▶ PROBLEM STATEMENT: Count the lines of the data below that contain the string "stone", treating uppercase and lowercase as different. Reply with the number alone.

▶ INPUT FOR THIS TASK:
◆ ◆ ◆ ◆

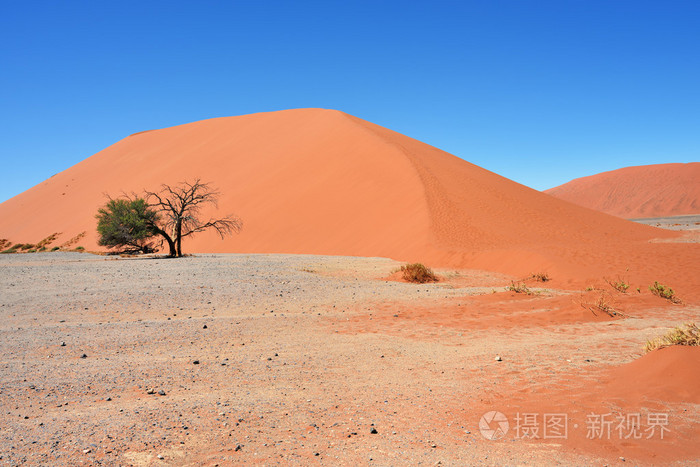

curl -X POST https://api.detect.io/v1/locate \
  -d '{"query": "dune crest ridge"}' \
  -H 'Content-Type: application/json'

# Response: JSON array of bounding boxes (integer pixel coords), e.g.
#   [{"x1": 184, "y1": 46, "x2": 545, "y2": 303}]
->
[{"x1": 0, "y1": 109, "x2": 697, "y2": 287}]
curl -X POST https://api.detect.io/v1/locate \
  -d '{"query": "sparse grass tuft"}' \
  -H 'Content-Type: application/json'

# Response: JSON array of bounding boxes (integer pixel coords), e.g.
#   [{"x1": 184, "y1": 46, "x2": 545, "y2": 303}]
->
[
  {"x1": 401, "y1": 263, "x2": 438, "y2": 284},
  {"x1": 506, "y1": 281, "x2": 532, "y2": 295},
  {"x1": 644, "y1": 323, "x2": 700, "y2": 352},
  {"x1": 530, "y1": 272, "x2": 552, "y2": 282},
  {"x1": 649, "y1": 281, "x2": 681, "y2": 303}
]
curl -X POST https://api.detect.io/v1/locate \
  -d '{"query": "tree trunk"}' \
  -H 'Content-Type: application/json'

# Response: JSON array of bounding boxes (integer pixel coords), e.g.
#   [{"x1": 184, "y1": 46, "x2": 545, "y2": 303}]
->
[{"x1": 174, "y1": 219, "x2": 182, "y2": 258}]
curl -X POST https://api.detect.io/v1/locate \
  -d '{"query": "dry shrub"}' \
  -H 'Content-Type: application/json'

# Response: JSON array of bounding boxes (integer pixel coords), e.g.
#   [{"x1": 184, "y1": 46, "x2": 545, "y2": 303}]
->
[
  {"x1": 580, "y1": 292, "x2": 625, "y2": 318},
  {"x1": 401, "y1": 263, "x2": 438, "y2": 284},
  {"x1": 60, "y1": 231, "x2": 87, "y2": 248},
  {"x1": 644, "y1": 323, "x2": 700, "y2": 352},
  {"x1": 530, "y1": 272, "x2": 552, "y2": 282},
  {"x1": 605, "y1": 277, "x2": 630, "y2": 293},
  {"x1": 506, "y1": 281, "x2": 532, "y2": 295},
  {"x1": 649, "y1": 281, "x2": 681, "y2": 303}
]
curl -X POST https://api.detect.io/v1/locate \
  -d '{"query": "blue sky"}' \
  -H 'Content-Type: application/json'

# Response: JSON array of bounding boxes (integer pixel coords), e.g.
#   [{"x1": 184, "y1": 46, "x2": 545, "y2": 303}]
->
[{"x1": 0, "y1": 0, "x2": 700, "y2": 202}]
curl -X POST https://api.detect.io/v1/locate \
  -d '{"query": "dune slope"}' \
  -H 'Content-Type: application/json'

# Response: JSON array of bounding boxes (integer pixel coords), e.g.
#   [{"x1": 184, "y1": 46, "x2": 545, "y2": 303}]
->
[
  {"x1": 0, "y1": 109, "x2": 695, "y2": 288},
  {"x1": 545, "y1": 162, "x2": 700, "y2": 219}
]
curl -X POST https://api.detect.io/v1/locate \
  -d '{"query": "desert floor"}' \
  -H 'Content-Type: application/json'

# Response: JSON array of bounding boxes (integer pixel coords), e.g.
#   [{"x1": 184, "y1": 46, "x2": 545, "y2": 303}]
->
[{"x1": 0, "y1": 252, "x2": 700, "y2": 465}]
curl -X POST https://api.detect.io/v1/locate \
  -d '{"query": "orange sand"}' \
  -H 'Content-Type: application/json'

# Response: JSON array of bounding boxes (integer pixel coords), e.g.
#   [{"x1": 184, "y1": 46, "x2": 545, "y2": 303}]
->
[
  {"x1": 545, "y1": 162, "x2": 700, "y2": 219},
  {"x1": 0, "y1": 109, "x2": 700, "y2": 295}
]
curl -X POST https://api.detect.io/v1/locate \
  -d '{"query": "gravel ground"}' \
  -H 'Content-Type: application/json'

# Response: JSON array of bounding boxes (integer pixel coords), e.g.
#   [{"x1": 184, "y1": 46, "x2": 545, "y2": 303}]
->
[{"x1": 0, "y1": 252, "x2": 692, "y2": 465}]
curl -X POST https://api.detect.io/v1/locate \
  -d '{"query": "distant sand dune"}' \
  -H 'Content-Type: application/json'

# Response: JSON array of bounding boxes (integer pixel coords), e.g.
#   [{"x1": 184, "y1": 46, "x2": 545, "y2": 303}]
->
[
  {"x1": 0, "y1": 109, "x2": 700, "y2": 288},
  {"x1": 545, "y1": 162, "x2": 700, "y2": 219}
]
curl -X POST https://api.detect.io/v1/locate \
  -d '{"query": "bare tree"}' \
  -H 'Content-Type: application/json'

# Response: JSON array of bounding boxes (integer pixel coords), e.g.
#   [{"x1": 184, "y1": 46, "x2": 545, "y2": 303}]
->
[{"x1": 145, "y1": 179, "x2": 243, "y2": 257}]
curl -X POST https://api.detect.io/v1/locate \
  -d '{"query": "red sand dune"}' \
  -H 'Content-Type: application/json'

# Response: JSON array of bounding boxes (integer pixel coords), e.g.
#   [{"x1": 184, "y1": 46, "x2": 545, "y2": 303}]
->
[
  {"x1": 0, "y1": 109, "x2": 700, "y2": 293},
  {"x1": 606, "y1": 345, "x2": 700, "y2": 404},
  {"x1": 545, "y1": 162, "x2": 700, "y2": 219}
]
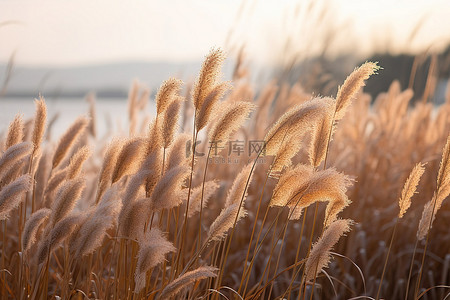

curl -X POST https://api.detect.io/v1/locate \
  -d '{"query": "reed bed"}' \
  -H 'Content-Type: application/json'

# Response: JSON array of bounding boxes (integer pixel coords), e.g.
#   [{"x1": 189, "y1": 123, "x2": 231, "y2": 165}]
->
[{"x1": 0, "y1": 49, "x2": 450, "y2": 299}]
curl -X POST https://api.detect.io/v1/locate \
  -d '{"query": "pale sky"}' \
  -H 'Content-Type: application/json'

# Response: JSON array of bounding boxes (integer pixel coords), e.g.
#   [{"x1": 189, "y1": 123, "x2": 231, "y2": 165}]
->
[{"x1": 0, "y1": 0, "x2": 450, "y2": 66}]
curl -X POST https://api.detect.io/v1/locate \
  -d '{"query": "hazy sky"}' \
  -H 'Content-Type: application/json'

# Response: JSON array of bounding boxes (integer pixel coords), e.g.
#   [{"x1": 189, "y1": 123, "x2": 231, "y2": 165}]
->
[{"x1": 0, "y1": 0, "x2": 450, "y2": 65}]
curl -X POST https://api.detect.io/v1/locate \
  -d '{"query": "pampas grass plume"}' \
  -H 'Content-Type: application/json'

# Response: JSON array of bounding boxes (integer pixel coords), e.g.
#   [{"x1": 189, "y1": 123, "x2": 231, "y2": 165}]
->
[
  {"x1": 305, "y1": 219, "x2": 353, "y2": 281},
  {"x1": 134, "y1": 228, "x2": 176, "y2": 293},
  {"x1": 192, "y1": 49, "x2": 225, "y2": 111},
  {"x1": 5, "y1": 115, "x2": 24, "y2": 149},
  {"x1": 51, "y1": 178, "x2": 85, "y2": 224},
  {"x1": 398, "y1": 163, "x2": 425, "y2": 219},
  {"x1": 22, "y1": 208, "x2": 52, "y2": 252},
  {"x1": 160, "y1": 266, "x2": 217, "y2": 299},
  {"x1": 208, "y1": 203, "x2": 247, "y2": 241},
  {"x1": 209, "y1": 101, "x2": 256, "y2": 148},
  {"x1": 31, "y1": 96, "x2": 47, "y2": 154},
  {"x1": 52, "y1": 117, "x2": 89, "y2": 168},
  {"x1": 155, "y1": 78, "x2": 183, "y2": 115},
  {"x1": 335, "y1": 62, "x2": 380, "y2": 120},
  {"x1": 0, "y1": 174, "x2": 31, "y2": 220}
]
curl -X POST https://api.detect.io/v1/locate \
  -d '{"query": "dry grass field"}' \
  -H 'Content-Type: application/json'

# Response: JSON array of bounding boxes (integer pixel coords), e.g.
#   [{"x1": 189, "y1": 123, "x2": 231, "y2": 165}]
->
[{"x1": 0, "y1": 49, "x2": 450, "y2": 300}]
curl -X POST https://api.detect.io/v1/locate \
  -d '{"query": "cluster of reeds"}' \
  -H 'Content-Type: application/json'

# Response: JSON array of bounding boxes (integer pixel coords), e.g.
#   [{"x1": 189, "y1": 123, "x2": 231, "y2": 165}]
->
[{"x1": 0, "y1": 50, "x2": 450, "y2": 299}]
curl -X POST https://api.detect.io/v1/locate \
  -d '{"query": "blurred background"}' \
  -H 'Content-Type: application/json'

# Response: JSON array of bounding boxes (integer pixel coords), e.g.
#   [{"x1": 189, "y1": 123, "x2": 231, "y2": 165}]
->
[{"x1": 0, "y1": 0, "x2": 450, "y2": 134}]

◆ ◆ ◆ ◆

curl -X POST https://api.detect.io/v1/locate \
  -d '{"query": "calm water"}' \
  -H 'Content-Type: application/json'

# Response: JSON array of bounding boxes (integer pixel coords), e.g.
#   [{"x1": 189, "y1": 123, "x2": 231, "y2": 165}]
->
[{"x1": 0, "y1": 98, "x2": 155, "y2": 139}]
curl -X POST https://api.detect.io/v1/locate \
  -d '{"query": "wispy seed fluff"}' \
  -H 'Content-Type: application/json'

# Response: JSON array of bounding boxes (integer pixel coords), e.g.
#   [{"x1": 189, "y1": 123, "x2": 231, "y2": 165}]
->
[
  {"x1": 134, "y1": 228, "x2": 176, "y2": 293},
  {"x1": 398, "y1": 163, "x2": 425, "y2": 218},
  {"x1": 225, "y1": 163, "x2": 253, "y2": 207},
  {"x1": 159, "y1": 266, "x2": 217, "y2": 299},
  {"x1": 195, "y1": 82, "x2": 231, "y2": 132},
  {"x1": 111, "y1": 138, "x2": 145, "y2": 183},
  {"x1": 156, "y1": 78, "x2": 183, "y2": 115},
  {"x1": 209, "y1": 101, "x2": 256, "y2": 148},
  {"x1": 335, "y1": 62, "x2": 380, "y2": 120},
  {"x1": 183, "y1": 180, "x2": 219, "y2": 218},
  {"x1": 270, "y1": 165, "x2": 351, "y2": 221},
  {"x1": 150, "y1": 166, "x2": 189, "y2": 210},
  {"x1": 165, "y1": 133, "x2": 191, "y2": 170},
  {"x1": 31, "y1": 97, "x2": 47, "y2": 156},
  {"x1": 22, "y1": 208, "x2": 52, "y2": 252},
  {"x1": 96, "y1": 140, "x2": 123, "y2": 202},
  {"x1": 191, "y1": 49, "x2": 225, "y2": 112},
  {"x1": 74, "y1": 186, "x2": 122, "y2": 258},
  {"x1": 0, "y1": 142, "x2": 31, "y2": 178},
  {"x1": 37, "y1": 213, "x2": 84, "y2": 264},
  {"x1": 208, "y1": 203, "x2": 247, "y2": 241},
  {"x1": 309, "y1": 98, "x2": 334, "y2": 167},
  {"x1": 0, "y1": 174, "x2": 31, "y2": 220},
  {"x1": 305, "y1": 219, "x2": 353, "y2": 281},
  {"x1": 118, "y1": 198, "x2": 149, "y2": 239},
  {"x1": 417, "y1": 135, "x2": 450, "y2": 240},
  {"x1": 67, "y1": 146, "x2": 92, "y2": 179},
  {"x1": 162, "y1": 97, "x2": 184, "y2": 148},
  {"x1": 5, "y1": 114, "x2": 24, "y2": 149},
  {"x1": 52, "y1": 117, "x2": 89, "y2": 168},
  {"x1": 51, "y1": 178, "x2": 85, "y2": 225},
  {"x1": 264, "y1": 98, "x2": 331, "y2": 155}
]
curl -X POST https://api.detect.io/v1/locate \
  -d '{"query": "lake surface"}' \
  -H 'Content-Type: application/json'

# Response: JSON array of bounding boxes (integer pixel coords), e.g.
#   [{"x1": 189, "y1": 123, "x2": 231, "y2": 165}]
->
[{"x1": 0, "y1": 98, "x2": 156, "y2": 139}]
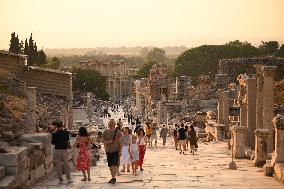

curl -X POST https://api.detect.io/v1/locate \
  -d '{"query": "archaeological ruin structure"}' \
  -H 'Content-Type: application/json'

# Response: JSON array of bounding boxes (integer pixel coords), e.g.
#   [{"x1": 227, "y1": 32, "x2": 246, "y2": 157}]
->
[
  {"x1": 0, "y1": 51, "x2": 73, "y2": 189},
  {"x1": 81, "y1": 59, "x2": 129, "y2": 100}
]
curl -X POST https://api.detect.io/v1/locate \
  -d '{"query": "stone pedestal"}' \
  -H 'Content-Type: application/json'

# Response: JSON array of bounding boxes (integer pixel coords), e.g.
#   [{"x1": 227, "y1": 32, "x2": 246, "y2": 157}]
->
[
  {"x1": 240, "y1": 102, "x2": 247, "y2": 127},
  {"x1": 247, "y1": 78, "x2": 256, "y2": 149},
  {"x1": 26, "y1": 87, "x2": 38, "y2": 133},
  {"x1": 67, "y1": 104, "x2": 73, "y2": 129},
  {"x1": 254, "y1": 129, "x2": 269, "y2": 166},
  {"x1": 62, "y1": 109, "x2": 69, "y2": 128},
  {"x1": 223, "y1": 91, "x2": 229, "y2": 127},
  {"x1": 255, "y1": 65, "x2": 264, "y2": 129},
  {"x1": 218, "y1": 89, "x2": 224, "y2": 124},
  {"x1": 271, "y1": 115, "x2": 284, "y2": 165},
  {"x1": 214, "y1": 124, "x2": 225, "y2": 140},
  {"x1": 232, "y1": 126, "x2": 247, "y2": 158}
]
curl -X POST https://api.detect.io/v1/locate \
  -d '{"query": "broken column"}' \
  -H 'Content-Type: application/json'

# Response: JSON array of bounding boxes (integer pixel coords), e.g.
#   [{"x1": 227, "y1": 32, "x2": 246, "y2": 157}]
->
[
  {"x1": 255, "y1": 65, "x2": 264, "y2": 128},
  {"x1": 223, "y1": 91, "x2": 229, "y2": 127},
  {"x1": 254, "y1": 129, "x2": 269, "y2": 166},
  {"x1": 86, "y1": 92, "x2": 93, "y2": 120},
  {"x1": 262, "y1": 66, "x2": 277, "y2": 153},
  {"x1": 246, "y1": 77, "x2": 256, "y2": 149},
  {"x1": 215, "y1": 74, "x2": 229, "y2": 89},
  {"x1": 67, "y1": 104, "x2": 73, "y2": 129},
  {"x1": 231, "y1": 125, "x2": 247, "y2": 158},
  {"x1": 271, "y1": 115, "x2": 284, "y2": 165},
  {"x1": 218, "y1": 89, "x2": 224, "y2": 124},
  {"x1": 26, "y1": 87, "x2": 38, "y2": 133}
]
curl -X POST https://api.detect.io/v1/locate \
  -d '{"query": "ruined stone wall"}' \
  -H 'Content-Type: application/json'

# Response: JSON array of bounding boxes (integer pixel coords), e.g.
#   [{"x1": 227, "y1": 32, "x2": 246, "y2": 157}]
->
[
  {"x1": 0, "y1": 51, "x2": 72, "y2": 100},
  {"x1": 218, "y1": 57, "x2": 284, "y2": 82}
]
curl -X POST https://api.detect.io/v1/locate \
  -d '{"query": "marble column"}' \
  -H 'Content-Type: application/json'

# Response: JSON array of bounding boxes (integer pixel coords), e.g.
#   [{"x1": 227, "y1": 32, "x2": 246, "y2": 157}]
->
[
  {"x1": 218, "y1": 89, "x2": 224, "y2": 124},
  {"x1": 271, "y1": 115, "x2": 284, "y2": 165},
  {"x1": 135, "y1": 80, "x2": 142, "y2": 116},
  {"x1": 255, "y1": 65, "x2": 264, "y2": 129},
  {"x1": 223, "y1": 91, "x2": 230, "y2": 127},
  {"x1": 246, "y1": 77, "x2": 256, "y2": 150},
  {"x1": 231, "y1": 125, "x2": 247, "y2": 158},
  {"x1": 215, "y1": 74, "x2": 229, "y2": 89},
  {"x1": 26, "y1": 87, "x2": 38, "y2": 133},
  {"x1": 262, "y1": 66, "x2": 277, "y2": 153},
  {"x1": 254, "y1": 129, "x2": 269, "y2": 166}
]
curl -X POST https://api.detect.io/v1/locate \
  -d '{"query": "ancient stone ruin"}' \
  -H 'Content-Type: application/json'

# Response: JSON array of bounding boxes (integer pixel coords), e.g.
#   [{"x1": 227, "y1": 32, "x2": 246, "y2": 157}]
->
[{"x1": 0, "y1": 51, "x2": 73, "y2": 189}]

◆ ◆ ◆ ◆

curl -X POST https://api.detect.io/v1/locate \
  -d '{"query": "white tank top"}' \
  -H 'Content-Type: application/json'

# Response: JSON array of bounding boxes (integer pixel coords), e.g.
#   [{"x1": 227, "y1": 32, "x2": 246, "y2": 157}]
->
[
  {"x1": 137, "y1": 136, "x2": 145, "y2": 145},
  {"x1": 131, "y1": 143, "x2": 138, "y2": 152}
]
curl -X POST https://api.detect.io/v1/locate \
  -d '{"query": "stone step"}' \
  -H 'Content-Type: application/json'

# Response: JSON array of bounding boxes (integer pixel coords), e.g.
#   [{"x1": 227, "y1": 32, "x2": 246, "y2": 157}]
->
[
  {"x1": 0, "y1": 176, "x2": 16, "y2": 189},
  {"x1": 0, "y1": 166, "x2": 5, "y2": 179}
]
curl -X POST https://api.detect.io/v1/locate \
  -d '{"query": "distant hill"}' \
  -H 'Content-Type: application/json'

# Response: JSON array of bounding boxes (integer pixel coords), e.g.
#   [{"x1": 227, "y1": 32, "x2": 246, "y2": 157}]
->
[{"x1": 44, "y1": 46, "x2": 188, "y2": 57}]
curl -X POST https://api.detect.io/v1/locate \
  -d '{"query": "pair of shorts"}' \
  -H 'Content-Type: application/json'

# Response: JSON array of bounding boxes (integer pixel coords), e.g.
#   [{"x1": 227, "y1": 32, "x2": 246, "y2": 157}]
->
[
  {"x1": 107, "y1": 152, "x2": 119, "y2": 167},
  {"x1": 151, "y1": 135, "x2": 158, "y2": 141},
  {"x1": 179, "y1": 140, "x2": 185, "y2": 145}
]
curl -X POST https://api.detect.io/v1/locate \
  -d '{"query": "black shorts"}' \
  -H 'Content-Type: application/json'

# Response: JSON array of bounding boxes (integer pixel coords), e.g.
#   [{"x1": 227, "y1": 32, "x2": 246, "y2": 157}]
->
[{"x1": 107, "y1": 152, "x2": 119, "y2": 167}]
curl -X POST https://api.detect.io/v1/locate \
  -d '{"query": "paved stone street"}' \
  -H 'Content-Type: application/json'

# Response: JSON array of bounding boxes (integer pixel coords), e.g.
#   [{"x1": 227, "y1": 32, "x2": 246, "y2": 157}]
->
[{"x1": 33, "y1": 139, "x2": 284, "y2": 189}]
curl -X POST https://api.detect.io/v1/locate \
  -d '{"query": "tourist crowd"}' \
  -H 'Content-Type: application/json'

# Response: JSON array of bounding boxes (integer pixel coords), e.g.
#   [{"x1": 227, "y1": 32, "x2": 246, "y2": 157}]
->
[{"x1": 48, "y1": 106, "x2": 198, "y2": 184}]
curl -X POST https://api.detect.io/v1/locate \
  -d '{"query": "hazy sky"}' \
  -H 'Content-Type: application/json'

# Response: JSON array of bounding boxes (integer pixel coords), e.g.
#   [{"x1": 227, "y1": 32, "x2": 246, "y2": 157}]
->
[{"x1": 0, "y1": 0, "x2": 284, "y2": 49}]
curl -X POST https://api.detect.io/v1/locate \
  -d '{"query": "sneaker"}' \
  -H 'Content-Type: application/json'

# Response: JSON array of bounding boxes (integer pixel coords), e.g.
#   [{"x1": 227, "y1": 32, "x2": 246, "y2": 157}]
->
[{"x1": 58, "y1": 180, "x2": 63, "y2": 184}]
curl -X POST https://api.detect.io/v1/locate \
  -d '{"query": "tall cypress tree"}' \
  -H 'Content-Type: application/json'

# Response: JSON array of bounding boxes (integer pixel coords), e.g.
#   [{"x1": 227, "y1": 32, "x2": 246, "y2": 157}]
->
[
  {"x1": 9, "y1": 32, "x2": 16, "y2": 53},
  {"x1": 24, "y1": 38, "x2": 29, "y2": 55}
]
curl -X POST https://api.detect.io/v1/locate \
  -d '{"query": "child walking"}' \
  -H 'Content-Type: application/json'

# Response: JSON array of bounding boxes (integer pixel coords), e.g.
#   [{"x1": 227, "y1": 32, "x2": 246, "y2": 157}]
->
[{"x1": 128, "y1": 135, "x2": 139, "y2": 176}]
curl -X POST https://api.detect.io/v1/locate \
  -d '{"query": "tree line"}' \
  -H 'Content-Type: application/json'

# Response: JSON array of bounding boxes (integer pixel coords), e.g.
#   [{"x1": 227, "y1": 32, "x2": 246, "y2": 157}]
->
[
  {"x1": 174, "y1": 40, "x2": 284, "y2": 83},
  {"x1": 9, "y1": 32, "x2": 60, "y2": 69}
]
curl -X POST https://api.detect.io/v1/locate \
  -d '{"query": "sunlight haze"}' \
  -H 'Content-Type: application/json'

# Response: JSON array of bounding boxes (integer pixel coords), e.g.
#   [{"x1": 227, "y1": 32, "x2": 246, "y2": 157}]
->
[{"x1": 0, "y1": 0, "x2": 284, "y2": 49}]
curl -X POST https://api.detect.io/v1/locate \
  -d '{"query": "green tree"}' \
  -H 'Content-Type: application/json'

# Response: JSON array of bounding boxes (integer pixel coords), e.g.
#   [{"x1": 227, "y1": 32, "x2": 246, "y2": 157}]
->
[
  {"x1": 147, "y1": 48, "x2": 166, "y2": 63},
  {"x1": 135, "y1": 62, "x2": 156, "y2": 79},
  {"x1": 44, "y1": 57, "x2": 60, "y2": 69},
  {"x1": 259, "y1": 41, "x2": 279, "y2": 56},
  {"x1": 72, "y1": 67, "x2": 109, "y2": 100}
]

◆ ◆ ◆ ◆

▶ RESPONSE TO THE EXERCISE: 5